→ The input
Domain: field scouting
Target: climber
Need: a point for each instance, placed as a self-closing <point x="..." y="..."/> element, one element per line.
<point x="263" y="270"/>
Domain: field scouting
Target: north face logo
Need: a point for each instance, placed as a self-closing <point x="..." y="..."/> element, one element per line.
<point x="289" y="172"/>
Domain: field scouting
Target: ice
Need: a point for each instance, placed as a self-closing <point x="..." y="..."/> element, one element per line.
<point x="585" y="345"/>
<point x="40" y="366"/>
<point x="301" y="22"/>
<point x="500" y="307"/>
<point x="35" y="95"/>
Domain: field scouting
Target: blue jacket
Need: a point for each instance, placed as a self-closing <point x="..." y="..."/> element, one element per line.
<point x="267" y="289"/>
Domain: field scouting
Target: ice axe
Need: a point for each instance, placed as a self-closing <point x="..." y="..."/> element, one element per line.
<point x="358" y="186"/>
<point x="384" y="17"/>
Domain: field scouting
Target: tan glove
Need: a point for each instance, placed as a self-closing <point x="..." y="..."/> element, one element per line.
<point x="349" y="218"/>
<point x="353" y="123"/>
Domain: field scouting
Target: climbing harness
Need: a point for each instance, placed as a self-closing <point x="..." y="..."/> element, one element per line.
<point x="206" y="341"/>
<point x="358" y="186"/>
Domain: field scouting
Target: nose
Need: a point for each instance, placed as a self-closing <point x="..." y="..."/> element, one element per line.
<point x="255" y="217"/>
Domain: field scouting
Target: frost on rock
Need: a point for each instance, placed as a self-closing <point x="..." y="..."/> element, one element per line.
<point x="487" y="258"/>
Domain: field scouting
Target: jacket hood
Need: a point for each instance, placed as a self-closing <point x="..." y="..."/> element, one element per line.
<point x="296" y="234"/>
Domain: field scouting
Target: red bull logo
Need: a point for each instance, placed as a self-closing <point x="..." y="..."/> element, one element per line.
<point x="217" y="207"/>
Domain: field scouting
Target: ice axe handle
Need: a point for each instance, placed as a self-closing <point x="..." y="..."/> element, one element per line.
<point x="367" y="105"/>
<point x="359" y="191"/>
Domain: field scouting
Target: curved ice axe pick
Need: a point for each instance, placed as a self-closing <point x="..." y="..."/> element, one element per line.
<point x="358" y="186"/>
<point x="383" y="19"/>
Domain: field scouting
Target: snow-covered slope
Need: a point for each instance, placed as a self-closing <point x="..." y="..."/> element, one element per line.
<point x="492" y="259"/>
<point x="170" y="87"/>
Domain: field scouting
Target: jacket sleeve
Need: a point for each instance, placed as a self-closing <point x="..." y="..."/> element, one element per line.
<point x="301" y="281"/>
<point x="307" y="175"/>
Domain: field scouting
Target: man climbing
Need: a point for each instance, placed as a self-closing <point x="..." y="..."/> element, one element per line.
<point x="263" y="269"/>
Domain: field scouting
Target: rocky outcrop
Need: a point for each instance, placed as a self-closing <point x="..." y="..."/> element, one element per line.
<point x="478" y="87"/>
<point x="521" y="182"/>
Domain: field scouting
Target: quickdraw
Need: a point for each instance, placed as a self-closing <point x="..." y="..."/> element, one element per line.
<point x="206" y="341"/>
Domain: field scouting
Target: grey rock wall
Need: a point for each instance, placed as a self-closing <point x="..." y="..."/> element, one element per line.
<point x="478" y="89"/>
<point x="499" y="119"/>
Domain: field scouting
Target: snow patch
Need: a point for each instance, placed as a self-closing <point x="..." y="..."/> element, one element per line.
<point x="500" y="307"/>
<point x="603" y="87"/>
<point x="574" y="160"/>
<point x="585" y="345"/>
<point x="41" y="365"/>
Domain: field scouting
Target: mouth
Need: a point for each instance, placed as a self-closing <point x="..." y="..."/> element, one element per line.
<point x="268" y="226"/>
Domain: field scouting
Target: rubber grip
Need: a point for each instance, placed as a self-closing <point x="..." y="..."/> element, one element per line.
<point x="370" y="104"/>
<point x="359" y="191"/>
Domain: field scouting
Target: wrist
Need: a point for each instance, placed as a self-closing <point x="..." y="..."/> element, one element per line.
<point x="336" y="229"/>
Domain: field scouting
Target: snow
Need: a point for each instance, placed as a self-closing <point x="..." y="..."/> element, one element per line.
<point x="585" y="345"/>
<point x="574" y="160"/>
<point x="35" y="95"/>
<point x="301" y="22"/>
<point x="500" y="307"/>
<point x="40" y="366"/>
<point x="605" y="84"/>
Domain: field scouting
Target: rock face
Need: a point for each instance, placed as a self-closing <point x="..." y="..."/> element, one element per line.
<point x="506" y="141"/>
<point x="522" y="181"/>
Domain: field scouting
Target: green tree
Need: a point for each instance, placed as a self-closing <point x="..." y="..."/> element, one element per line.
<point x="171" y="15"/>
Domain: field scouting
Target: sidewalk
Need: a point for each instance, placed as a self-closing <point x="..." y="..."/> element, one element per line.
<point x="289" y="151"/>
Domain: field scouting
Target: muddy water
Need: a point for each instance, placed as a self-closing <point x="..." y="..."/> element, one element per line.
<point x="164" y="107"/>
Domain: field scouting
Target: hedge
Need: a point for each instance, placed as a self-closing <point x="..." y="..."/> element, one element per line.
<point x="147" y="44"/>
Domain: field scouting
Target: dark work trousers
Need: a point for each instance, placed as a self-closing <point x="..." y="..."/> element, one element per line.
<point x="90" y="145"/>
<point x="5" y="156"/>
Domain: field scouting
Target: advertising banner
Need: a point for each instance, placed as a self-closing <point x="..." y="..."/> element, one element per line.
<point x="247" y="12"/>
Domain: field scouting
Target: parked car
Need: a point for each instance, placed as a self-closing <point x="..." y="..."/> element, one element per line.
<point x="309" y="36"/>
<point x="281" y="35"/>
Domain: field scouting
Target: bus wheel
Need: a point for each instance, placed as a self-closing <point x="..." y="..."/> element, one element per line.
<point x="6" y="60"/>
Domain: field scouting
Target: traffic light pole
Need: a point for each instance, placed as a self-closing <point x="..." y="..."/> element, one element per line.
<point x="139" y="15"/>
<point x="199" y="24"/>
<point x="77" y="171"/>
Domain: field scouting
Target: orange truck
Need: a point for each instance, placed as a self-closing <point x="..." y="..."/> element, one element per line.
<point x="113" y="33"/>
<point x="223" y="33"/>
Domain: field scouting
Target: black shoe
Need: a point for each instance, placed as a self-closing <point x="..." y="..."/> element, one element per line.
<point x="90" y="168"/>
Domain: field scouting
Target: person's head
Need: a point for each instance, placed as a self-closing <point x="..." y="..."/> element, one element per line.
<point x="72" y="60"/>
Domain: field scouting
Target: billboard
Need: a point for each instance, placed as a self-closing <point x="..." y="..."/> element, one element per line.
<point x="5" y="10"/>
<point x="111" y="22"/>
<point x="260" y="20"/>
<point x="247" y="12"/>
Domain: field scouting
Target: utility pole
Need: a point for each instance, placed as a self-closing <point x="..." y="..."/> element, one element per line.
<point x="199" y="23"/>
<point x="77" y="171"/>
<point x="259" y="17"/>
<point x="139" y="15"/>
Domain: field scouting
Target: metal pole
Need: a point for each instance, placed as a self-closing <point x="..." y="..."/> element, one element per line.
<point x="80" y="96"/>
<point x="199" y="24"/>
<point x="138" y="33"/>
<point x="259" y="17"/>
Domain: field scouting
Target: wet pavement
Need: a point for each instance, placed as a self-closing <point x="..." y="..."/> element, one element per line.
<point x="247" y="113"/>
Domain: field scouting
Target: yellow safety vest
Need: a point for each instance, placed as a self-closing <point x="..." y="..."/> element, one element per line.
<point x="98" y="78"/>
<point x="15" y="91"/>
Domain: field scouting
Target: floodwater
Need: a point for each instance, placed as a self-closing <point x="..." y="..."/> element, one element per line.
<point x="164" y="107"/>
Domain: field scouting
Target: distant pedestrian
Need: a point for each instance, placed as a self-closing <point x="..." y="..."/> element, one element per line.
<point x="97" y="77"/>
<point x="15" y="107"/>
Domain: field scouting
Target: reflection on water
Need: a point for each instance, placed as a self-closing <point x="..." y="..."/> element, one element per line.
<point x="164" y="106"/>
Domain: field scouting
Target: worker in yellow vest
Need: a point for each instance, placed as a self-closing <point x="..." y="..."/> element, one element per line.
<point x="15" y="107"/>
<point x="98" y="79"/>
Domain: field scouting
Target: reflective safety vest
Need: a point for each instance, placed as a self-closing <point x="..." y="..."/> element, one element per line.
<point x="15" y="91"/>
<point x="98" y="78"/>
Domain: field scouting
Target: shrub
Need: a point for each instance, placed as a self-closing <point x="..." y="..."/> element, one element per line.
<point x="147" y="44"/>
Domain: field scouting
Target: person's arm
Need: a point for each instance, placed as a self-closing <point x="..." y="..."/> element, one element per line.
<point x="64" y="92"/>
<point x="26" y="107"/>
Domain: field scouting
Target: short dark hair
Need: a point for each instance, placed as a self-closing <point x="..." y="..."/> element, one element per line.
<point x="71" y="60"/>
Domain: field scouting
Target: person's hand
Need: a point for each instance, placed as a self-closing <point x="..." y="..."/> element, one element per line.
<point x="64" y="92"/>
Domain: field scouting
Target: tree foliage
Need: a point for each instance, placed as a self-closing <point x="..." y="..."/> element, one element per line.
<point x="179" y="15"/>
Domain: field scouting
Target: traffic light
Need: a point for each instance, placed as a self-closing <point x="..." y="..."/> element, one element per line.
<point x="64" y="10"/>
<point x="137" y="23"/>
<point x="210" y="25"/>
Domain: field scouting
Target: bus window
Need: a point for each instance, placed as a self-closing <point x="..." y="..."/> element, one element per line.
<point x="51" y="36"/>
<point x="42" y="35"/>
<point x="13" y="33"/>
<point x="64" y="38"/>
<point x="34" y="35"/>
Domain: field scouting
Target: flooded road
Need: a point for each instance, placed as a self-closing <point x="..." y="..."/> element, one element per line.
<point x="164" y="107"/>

→ Exercise description
Show every line of the material above that contains the string "light", reproducing each such line in full and in its original order.

→ Exercise response
Target: traffic light pole
Target: traffic light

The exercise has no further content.